- **BRIEF**
Pull out each line of the entries below that contains the string "patterned", counting only matches with the same capitalization.

- **GIVEN DATA**
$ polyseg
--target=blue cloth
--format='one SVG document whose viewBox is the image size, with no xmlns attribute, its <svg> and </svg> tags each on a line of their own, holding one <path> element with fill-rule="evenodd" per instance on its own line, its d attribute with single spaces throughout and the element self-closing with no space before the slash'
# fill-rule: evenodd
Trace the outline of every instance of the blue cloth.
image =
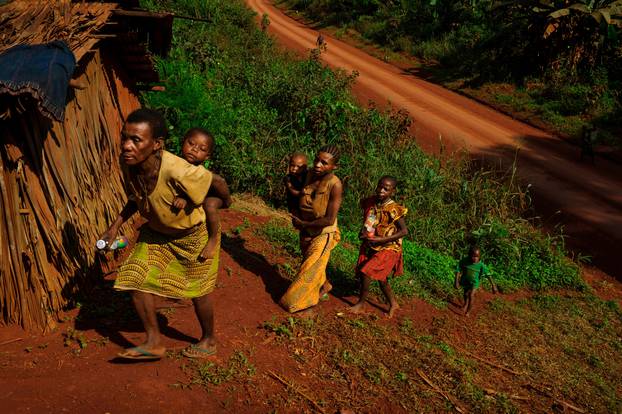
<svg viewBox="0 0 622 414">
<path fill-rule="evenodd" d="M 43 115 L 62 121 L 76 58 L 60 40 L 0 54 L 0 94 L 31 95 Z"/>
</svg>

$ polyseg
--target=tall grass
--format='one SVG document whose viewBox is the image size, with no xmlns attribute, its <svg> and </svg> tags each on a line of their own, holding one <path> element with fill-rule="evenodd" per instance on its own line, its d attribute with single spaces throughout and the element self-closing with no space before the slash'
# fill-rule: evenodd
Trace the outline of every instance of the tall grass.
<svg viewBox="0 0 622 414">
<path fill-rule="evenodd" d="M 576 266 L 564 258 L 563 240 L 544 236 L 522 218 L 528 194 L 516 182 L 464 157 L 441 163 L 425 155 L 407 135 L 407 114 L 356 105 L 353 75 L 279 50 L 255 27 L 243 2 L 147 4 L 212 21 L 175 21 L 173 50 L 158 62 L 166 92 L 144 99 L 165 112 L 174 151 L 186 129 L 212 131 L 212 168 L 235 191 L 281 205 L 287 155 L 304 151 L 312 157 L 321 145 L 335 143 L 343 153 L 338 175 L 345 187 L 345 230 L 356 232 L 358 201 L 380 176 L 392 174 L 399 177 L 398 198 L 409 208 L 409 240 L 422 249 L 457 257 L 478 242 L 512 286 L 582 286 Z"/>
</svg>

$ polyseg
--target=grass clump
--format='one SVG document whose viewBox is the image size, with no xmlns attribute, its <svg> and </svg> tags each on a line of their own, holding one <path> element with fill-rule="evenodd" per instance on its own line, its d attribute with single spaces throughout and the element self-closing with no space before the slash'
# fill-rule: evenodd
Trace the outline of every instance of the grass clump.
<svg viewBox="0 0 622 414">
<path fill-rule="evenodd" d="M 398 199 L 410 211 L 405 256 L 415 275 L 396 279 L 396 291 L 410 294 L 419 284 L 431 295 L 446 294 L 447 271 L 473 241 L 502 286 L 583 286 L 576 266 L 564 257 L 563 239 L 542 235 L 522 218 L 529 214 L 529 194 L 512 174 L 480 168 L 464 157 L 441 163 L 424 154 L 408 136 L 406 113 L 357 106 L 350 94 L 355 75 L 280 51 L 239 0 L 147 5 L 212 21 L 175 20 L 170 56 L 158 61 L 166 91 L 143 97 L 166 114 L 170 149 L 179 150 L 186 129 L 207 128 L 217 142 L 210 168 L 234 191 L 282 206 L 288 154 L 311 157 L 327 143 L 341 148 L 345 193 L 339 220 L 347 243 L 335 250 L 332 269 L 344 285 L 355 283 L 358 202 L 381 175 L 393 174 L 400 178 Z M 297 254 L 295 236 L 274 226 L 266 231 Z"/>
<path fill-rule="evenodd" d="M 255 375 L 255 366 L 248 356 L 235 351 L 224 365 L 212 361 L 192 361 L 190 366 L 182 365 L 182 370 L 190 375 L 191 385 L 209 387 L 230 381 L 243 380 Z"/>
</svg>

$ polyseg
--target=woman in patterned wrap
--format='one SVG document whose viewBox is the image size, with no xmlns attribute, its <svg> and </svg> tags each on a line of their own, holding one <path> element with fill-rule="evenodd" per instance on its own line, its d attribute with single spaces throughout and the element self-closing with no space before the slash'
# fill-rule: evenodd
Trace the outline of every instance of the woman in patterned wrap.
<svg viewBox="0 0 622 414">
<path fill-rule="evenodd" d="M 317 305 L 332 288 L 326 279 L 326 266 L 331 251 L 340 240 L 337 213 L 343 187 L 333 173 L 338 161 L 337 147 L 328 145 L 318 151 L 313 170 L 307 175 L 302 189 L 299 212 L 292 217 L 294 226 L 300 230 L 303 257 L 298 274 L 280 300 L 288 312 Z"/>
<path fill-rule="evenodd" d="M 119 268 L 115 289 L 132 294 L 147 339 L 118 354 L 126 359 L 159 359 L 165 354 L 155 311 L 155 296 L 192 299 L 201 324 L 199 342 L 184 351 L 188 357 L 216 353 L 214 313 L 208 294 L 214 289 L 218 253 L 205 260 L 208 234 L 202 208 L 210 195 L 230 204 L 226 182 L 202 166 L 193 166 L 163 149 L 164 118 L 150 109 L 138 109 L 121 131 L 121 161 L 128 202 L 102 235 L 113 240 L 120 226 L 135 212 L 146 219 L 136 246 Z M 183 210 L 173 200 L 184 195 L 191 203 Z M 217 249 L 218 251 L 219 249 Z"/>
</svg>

---

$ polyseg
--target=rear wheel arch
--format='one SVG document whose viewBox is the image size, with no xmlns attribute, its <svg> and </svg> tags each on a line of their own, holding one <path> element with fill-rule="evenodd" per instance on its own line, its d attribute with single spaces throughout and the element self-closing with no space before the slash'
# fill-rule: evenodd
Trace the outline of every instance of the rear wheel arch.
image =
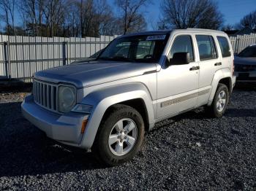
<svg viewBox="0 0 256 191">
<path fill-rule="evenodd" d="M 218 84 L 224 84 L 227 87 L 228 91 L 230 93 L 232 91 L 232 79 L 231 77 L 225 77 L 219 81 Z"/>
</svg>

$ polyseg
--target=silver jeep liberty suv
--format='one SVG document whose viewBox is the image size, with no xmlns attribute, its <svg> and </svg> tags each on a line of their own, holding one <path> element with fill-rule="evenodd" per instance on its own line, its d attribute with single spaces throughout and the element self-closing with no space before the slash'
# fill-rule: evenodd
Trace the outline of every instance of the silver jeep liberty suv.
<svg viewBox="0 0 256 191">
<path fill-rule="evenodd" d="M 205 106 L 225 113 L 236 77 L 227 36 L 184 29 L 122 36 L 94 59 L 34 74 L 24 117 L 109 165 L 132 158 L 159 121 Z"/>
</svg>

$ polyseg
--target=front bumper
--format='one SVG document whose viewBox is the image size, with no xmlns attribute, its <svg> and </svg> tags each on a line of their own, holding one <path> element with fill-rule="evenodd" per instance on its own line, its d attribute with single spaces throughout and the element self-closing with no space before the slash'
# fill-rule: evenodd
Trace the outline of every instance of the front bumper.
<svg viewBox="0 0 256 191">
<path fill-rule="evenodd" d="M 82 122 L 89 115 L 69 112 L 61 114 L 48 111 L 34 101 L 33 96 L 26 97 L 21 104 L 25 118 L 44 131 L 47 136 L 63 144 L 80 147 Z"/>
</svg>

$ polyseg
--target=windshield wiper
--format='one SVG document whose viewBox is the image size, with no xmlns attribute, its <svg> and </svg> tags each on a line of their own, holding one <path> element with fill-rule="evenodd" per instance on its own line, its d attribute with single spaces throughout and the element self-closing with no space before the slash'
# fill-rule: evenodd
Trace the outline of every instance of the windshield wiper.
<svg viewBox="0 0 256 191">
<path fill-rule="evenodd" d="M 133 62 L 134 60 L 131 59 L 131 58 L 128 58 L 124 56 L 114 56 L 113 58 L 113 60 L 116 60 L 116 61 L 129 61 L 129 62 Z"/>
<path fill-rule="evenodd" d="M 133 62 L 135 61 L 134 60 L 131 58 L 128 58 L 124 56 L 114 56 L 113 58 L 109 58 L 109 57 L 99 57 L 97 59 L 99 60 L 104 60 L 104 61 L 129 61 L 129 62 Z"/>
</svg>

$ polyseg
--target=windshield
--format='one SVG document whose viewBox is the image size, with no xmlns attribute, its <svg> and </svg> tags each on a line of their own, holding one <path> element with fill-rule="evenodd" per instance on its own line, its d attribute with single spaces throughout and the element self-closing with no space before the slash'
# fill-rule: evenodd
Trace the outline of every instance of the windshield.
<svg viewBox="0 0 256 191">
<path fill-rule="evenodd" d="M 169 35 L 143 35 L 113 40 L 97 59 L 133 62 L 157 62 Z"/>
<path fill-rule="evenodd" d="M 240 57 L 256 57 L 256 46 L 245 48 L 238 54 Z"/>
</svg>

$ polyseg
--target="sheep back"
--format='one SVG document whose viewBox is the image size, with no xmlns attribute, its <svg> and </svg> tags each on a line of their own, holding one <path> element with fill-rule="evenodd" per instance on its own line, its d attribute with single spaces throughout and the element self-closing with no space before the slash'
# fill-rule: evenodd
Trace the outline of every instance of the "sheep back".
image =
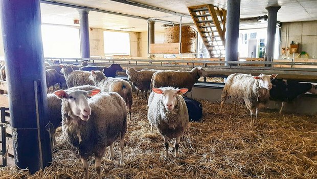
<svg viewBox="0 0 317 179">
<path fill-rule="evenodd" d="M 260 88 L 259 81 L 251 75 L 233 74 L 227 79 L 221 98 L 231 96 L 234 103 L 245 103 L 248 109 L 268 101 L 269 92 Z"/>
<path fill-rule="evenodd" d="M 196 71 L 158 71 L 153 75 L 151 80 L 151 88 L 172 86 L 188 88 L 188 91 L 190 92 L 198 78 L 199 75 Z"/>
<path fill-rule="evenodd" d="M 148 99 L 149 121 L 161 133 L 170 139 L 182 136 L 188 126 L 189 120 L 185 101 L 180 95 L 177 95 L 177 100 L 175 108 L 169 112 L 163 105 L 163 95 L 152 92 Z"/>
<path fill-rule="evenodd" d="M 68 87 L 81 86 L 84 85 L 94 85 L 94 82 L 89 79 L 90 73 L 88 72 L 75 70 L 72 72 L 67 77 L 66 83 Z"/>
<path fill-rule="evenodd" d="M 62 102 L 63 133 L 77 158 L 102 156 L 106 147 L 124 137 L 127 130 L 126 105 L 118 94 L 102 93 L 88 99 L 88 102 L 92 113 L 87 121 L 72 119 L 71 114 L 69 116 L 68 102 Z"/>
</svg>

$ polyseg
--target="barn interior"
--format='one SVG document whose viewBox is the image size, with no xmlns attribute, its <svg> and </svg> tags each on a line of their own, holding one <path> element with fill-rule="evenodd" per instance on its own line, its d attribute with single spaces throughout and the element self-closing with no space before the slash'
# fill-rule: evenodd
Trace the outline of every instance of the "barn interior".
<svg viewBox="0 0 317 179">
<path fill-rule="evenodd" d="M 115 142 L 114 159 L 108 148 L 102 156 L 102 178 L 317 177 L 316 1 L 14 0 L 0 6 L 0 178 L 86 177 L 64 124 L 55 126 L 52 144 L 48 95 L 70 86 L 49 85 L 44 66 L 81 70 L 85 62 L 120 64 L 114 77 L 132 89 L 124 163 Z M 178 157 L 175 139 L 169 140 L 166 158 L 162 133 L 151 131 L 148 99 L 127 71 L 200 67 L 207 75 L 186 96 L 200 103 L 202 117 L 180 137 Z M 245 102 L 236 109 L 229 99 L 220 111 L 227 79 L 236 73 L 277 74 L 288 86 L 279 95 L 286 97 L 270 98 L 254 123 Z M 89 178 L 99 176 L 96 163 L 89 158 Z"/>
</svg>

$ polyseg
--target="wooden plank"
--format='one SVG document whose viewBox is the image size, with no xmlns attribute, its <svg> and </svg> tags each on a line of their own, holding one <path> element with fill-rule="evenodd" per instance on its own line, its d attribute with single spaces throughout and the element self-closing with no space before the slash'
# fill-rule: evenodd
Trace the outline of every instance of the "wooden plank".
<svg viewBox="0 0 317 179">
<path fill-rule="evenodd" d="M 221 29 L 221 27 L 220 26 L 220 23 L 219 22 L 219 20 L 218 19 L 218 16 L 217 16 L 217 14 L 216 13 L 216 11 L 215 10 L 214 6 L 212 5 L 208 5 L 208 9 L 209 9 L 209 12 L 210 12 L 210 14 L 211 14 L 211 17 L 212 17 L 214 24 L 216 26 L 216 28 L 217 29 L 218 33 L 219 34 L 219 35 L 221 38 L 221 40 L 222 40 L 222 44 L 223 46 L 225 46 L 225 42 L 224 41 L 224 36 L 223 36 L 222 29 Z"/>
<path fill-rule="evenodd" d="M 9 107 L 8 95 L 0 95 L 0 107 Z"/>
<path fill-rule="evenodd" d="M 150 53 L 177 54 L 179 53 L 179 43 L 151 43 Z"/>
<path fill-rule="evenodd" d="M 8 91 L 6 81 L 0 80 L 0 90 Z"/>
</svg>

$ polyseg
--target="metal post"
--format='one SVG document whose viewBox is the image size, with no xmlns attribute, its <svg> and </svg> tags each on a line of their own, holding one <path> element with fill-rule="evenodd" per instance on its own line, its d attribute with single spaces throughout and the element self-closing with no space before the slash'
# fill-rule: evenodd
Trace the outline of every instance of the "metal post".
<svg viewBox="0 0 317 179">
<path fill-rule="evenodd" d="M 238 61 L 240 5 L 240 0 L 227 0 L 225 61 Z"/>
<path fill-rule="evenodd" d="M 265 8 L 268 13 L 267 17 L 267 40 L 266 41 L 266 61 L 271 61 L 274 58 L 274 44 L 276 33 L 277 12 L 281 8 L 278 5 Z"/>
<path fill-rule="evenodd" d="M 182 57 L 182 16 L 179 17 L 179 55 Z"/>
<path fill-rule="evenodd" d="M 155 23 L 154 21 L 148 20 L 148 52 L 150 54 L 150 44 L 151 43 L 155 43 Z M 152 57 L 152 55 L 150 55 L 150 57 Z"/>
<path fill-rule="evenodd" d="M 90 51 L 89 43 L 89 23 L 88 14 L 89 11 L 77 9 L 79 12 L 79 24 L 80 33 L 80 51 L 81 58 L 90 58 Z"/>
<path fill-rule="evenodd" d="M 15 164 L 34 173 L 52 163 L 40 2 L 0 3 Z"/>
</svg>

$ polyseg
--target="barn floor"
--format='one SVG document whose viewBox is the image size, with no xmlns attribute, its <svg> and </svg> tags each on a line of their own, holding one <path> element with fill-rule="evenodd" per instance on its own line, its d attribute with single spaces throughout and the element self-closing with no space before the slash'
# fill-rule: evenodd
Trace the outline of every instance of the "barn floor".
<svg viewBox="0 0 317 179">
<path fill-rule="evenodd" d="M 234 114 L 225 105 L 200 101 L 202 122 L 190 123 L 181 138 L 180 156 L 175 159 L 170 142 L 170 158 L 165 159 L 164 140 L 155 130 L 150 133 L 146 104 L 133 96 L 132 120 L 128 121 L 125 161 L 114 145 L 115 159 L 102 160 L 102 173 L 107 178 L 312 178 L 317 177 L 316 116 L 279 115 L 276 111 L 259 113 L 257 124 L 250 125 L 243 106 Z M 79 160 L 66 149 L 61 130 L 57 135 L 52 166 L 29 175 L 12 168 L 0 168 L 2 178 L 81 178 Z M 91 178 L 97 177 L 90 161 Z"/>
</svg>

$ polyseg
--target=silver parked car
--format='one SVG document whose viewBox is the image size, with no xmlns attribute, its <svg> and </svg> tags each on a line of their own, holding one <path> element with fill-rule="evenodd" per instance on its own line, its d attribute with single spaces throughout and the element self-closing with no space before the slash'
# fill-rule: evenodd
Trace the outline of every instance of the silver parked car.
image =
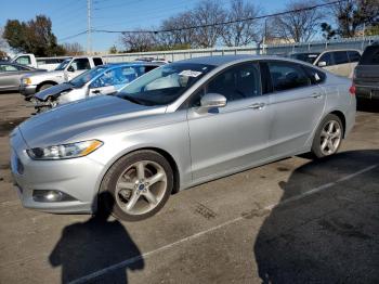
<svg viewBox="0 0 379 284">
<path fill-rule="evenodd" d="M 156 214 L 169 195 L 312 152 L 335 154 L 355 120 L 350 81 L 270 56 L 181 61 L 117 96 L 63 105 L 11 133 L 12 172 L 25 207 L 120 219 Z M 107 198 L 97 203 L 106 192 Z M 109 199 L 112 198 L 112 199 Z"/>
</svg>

- **CORRECT RESPONSE**
--target=woman in patterned wrap
Trace the outline of every instance of the woman in patterned wrap.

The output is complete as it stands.